● **Input for this task**
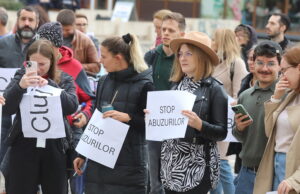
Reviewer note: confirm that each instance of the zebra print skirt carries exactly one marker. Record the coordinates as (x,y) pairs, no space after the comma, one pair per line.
(183,164)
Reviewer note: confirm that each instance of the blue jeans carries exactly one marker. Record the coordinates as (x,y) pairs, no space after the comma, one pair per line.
(154,149)
(244,182)
(279,169)
(226,180)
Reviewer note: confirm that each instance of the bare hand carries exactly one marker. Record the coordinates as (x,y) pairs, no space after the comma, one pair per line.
(281,87)
(30,79)
(82,120)
(78,163)
(194,119)
(120,116)
(284,188)
(240,124)
(2,100)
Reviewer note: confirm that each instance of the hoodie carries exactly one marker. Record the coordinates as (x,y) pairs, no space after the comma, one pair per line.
(74,68)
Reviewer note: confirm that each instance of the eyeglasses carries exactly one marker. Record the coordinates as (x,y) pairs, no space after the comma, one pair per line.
(185,54)
(283,70)
(262,64)
(83,25)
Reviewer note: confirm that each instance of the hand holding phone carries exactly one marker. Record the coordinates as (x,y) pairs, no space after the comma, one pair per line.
(31,66)
(242,118)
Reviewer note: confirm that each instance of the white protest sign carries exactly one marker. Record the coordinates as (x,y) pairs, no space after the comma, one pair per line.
(122,11)
(102,139)
(41,113)
(165,120)
(230,122)
(6,74)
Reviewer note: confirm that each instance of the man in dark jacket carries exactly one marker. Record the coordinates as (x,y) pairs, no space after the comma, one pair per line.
(161,60)
(13,49)
(277,25)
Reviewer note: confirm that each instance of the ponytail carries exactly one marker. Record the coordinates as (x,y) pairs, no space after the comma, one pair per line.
(128,46)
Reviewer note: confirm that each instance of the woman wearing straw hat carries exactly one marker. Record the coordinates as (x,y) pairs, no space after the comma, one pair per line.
(191,164)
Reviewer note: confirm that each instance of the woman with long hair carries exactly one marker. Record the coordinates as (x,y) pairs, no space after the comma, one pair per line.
(126,86)
(190,165)
(279,167)
(230,71)
(45,164)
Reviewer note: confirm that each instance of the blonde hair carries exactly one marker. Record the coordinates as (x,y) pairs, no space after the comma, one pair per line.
(160,14)
(204,66)
(131,51)
(228,48)
(292,57)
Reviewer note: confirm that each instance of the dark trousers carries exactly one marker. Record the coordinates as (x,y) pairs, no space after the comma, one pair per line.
(202,188)
(30,166)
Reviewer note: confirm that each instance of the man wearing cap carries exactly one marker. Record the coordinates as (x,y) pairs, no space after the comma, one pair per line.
(161,60)
(277,25)
(83,47)
(251,133)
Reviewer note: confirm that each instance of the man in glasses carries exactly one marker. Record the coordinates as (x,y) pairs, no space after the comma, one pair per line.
(81,23)
(251,133)
(161,60)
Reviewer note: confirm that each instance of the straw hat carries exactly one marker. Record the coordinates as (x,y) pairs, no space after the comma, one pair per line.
(198,39)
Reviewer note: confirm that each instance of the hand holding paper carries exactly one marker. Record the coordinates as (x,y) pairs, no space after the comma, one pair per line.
(30,79)
(194,119)
(117,115)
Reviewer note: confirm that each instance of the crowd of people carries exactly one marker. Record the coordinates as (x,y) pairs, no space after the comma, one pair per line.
(262,76)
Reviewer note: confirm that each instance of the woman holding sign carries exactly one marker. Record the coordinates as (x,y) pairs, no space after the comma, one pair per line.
(122,95)
(2,100)
(191,165)
(34,161)
(279,169)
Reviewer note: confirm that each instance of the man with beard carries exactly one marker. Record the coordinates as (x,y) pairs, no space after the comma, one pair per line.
(83,47)
(161,60)
(13,48)
(277,25)
(251,133)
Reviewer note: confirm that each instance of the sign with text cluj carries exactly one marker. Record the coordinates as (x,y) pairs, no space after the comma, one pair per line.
(41,113)
(102,139)
(165,120)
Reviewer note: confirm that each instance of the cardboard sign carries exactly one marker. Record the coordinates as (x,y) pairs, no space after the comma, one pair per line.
(122,11)
(165,120)
(41,113)
(102,139)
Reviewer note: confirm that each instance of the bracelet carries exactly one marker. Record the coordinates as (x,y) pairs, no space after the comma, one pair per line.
(274,100)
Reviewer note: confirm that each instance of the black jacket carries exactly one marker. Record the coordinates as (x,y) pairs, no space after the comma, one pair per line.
(14,94)
(130,173)
(211,107)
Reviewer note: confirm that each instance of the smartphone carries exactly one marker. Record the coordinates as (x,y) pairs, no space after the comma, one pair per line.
(31,66)
(239,108)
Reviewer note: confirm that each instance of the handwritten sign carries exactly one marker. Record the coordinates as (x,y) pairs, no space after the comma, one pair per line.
(41,113)
(165,120)
(102,139)
(122,11)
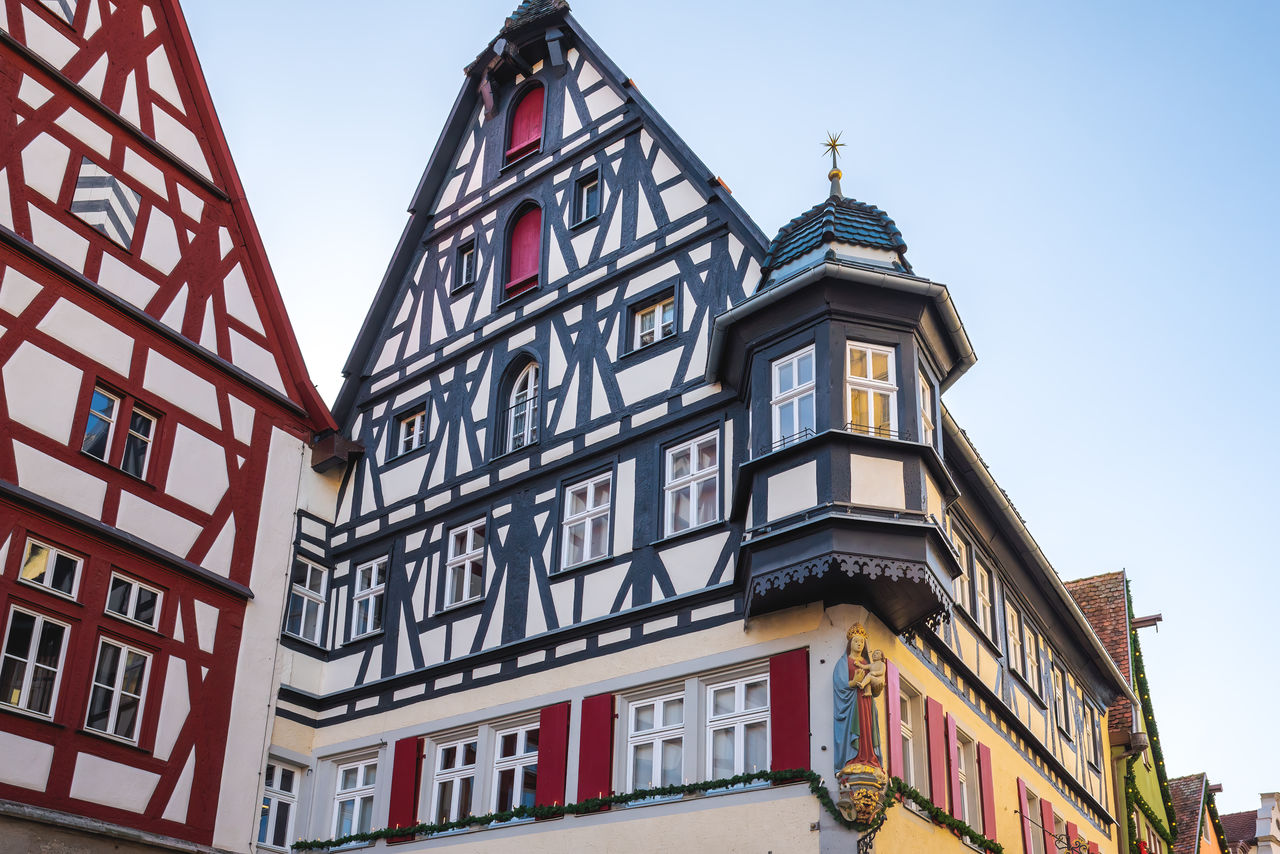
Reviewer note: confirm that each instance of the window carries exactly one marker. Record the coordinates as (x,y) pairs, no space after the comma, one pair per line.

● **Stated task**
Rewrite all of the records above, changing every "marker" to "point" and keeping everything else the same. Leave the pictures out.

● **Result of this task**
Reviewer note: confirm that each instance of the zebra print skirt carries exactly one point. Record the coordinates as (x,y) pairs, no space after the comma, one pair per line.
(183,164)
Reviewer note: confirm that each instance of the blue jeans carries exactly one point. Record the coordinates as (x,y) pairs, no space after the comma, one pair per line.
(154,149)
(244,182)
(279,169)
(226,180)
Reviewer note: confirm that each instance of the bare hand carries exactly one point. Record the coordinates as (x,y) pairs, no space after the comma, one pair per line.
(281,87)
(30,79)
(82,120)
(78,163)
(194,119)
(120,116)
(284,188)
(240,124)
(2,100)
Reviewer note: confirm that each instance of the hoodie carries exactly one point. Record the coordinates as (x,y) pairs, no space after the comma, one pair per line.
(74,68)
Reviewer note: confirm that each instance of the eyeglasses carries exactly one point. Record the coordinates as (x,y) pairs, no space after the comma, one pair per line.
(185,54)
(283,70)
(262,64)
(83,25)
Reviewer note: confirm that each instance of the hand holding phone carries exactly one point. Record the coordinates as (x,y) pairs, no space after the comma, one pair per line.
(31,66)
(242,118)
Reviewer note: confirm that each instance of the white protest sign carries exactly one point. Record the coordinates as (x,y) pairs, no space after the comma, one pair per line.
(122,11)
(102,139)
(41,113)
(165,120)
(230,122)
(6,74)
Reviewer note: confirm that each instance of the man in dark jacket carries exactly one point. Record the coordinates as (x,y) pairs, no space after the comma, one pair per line.
(161,60)
(13,49)
(277,25)
Reviewer note: confirm that each instance of the ponytail carries exactly one point. Record the coordinates as (x,y) pairs, no space after the comma, one pair per line.
(128,46)
Reviewer note: confirm that each instance of the woman wearing straw hat carries exactly one point. Record the coordinates as (x,y) pairs, no space after the comma, one pair per line.
(191,164)
Reviewer note: confirm that each instance of the woman with long hair carries exactly one point. Record the coordinates as (x,y) pairs, no space after the comma, one pair per line.
(126,86)
(190,165)
(279,167)
(230,71)
(45,164)
Reviewer note: confirm that each instance of the blonde hair carries exactly one point. Record the coordinates as (x,y) pairs, no space after the comma, one pair per line.
(160,14)
(204,66)
(131,51)
(228,48)
(292,57)
Reviewer note: confirm that each instance of the dark trousers carries exactly one point. Record the coordinates as (x,y) pairs, no space after the comma, one pair per line.
(202,188)
(30,166)
Reviewer note: confirm that each instance of the man wearing cap carries exactly one point. Record the coordinates as (x,y) pairs, no space after the comma, one pair per line.
(161,60)
(277,25)
(83,47)
(251,133)
Reviewer note: confirm that each instance of the man in glasses carries exactly one point. Record the coordinates as (x,y) pairs, no space after the comma, one pair per line.
(81,23)
(251,133)
(161,60)
Reviewer note: confirm that each instance of the straw hat carries exactly one point. Record the coordinates as (x,y) pairs, no space after the comma, one pair per line.
(198,39)
Reviewer note: confirm that each instance of the hand holding paper carries exactly one point. Record the coordinates as (x,y) pairs, no space after the comma, one pair per line.
(30,79)
(194,119)
(117,115)
Reviewer note: confirm that each instance of the crowd of people carries exactly one point. Record the coordinates as (x,y) pairs, no space after the comma, one pair per line.
(262,76)
Reviewer note: confirm that each instance of the woman holding sign carries exactly one point. Record the coordinates as (x,y) pairs, no space after the comma, one pair per line.
(122,95)
(2,100)
(191,165)
(34,161)
(279,169)
Reviewer note: confirm that each instance of the man with beard carries exactly one point. Record the coordinates as (x,y) pairs, no space after the comma, one pair per line.
(83,47)
(161,60)
(13,48)
(277,25)
(251,133)
Reviewer note: confirm that each instance of the sign with text cluj carries exactly one point. Record the coordinates as (x,y) pairs, no space after the comma, one pair per line.
(41,113)
(102,139)
(165,120)
Reviewer note: confirm that each instance of the cardboard sign carries exactly one point. Record the coordinates as (x,y) pairs, no space after the comma, one pair per line.
(122,11)
(165,120)
(41,113)
(102,139)
Reviewer note: confirm that each instance of the bracelet carries exactly one point. Record the coordinates as (x,y) pairs, no space after the comma, one pair per line.
(274,100)
Reviewer note: confirm that each instance of the black jacket carries exactly one point. Record the coordinates as (x,y) pairs, no space after the comma, one pair per line.
(14,94)
(130,173)
(211,107)
Reviewer note: confirm that each instance of the smartphone carries exactly one point. Record the coordinates as (x,y) pairs, no space after the comma, one pair per line.
(31,66)
(239,108)
Reviewer note: confirm that each instance of the handwritten sign carries exactly one point. Record the coordinates as (x,y) pairs, no space after the comma, one pair per line.
(41,113)
(165,120)
(102,139)
(122,11)
Reviewer note: confirm that each instance of the window carries exactly one point. Record the coordinates as (x,y) pairs, no space after the comma, one pair per line.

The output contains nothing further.